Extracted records

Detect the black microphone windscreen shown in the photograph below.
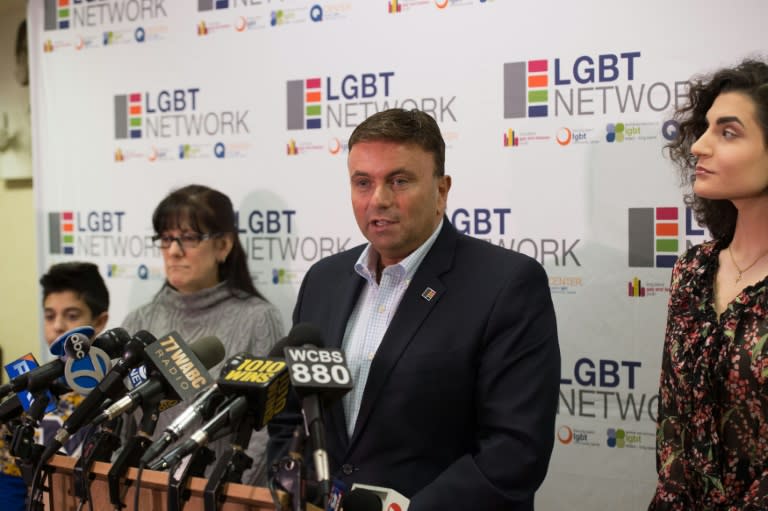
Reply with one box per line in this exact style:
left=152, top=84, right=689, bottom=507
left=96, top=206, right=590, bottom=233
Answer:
left=189, top=335, right=224, bottom=369
left=91, top=328, right=131, bottom=358
left=341, top=488, right=384, bottom=511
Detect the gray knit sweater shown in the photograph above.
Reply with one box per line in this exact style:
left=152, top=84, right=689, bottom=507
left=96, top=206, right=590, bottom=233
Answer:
left=122, top=283, right=283, bottom=486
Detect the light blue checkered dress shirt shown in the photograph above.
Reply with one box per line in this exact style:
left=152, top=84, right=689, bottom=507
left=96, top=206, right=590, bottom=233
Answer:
left=342, top=220, right=443, bottom=438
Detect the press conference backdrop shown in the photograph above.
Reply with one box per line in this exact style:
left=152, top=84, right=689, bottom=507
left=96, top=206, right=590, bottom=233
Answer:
left=28, top=0, right=768, bottom=510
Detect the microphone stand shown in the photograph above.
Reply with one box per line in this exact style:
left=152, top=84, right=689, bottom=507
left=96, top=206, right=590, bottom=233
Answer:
left=203, top=414, right=253, bottom=511
left=16, top=389, right=53, bottom=511
left=269, top=424, right=307, bottom=511
left=107, top=397, right=160, bottom=509
left=73, top=417, right=123, bottom=508
left=11, top=389, right=51, bottom=486
left=167, top=447, right=216, bottom=510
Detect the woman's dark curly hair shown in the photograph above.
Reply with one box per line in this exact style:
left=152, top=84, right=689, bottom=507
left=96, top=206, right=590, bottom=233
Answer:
left=152, top=184, right=265, bottom=299
left=666, top=59, right=768, bottom=243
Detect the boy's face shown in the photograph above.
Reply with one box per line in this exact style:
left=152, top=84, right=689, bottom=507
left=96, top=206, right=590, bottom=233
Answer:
left=43, top=291, right=107, bottom=345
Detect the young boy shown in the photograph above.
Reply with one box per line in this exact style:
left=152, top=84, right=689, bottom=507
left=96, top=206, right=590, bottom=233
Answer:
left=0, top=262, right=109, bottom=511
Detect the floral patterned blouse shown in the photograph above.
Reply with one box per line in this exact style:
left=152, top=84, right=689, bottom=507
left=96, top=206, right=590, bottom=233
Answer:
left=649, top=241, right=768, bottom=511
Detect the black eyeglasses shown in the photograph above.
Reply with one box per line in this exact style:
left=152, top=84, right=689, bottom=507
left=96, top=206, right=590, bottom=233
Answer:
left=152, top=232, right=221, bottom=250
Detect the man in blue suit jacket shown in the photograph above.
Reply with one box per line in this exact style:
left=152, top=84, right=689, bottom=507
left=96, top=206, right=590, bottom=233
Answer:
left=270, top=109, right=560, bottom=511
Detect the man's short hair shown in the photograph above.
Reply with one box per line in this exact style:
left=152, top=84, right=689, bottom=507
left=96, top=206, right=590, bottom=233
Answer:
left=40, top=262, right=109, bottom=317
left=347, top=108, right=445, bottom=176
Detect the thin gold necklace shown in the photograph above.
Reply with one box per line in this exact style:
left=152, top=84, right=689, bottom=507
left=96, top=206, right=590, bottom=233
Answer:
left=728, top=245, right=768, bottom=284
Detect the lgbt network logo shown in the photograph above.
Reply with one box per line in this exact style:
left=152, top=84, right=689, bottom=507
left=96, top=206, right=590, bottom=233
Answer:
left=504, top=128, right=520, bottom=147
left=197, top=0, right=229, bottom=12
left=627, top=277, right=645, bottom=297
left=628, top=207, right=680, bottom=268
left=43, top=0, right=72, bottom=30
left=504, top=60, right=549, bottom=119
left=286, top=78, right=323, bottom=130
left=115, top=92, right=142, bottom=139
left=48, top=211, right=75, bottom=255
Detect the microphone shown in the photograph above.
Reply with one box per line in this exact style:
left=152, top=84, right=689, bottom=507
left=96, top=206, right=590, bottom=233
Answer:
left=150, top=396, right=248, bottom=470
left=284, top=323, right=353, bottom=501
left=40, top=330, right=157, bottom=464
left=93, top=334, right=224, bottom=425
left=342, top=483, right=411, bottom=511
left=150, top=355, right=290, bottom=470
left=0, top=328, right=131, bottom=398
left=139, top=353, right=251, bottom=466
left=48, top=325, right=96, bottom=357
left=341, top=488, right=384, bottom=511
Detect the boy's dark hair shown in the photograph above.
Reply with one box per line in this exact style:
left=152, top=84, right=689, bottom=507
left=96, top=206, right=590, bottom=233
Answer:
left=40, top=262, right=109, bottom=317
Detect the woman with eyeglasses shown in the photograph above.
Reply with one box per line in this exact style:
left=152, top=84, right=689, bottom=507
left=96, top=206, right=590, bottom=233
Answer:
left=123, top=185, right=283, bottom=486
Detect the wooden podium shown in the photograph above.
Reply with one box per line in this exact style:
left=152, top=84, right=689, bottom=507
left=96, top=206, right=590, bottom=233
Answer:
left=45, top=455, right=275, bottom=511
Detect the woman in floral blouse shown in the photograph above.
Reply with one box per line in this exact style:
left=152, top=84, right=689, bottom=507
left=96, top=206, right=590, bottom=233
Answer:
left=649, top=60, right=768, bottom=511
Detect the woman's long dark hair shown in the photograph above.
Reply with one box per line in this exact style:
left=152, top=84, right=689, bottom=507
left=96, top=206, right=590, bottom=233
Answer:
left=666, top=59, right=768, bottom=243
left=152, top=185, right=265, bottom=299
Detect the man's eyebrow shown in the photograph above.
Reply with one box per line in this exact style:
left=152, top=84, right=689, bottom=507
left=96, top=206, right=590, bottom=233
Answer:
left=350, top=167, right=415, bottom=178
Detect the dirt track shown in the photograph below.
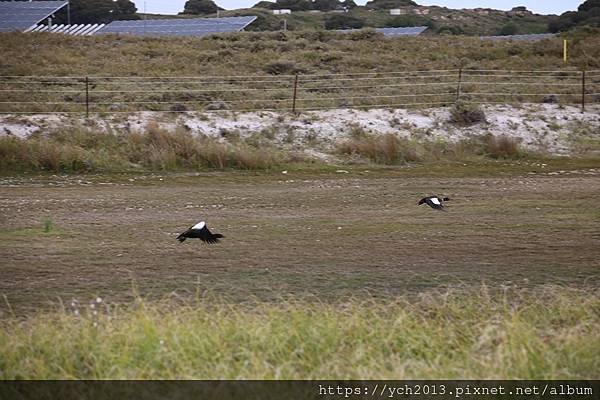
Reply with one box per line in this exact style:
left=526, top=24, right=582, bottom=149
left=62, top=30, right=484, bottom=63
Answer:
left=0, top=171, right=600, bottom=313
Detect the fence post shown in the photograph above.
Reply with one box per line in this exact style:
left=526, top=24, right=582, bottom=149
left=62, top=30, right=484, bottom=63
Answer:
left=456, top=68, right=462, bottom=102
left=581, top=70, right=585, bottom=114
left=85, top=76, right=90, bottom=118
left=292, top=74, right=298, bottom=113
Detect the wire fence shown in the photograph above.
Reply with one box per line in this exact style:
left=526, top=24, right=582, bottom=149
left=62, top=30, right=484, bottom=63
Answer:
left=0, top=69, right=600, bottom=116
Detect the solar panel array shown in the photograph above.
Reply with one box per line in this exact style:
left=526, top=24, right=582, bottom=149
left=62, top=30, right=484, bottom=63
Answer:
left=0, top=1, right=67, bottom=32
left=96, top=16, right=256, bottom=37
left=481, top=33, right=556, bottom=42
left=337, top=26, right=427, bottom=37
left=29, top=24, right=104, bottom=36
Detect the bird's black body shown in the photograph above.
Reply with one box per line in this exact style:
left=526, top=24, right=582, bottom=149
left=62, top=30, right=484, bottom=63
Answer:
left=177, top=221, right=225, bottom=244
left=418, top=196, right=450, bottom=211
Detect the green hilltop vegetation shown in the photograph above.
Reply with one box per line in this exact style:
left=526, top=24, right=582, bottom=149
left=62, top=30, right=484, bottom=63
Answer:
left=14, top=0, right=600, bottom=36
left=163, top=0, right=552, bottom=35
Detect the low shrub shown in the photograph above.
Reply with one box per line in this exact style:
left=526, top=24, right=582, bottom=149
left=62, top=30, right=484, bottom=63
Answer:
left=485, top=135, right=522, bottom=158
left=450, top=102, right=485, bottom=126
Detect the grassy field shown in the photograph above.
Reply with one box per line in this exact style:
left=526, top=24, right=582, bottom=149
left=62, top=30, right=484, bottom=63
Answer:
left=0, top=159, right=600, bottom=313
left=0, top=287, right=600, bottom=379
left=0, top=158, right=600, bottom=379
left=0, top=31, right=600, bottom=77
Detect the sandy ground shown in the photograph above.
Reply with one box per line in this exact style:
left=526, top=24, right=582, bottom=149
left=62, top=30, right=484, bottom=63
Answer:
left=0, top=167, right=600, bottom=314
left=0, top=104, right=600, bottom=155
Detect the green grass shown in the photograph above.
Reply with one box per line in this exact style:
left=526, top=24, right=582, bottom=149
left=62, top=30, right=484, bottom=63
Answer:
left=0, top=287, right=600, bottom=379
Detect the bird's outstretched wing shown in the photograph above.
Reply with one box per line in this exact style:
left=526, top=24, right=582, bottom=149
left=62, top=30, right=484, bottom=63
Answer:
left=177, top=229, right=192, bottom=243
left=198, top=225, right=219, bottom=244
left=427, top=197, right=446, bottom=211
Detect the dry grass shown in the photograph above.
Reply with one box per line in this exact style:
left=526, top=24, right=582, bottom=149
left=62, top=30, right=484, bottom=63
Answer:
left=336, top=133, right=526, bottom=165
left=450, top=102, right=485, bottom=126
left=0, top=32, right=600, bottom=76
left=486, top=135, right=523, bottom=158
left=0, top=287, right=600, bottom=379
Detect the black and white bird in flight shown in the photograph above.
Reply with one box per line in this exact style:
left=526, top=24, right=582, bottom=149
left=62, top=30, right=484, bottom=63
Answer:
left=177, top=221, right=225, bottom=244
left=418, top=196, right=450, bottom=211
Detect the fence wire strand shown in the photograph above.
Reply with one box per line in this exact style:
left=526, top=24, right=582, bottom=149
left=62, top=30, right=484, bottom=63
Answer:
left=0, top=69, right=600, bottom=114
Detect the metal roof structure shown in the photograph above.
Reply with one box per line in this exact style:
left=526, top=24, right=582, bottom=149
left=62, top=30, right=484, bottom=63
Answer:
left=336, top=26, right=428, bottom=37
left=480, top=33, right=556, bottom=42
left=28, top=24, right=105, bottom=36
left=0, top=1, right=67, bottom=32
left=96, top=16, right=256, bottom=37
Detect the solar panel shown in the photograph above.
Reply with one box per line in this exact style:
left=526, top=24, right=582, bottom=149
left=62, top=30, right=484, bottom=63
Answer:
left=96, top=16, right=256, bottom=37
left=0, top=1, right=67, bottom=32
left=480, top=33, right=556, bottom=42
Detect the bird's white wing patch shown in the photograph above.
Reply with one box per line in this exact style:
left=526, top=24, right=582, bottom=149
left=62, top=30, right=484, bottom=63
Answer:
left=192, top=221, right=206, bottom=229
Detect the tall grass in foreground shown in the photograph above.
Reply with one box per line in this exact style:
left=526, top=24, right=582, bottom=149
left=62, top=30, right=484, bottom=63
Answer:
left=0, top=287, right=600, bottom=379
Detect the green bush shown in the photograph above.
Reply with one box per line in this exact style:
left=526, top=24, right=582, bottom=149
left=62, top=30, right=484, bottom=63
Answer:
left=450, top=101, right=485, bottom=126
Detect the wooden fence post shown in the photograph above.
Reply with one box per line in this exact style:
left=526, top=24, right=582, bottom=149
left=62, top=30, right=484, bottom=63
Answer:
left=85, top=76, right=90, bottom=118
left=292, top=74, right=298, bottom=113
left=456, top=68, right=462, bottom=103
left=581, top=70, right=585, bottom=114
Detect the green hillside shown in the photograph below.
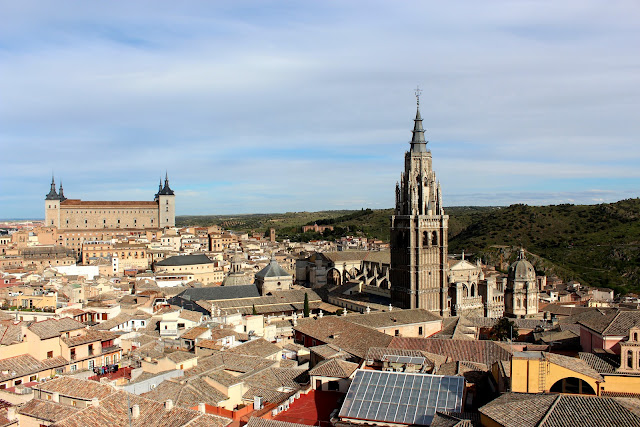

## [AIM]
Copy the lines of the material above word for word, from the one containing "Detect the man's short" through the one containing "left=728, top=245, right=768, bottom=284".

## [COMPLETE OUTPUT]
Detect the man's short hair shown in the photograph above.
Reply with one box per line in this exact style:
left=152, top=84, right=689, bottom=507
left=96, top=206, right=590, bottom=233
Answer:
left=40, top=262, right=109, bottom=317
left=347, top=108, right=445, bottom=176
Detect the thin gold necklace shown in the photograph above.
Reply with one box per line in this exact style:
left=152, top=84, right=689, bottom=507
left=96, top=206, right=590, bottom=233
Answer:
left=728, top=245, right=768, bottom=284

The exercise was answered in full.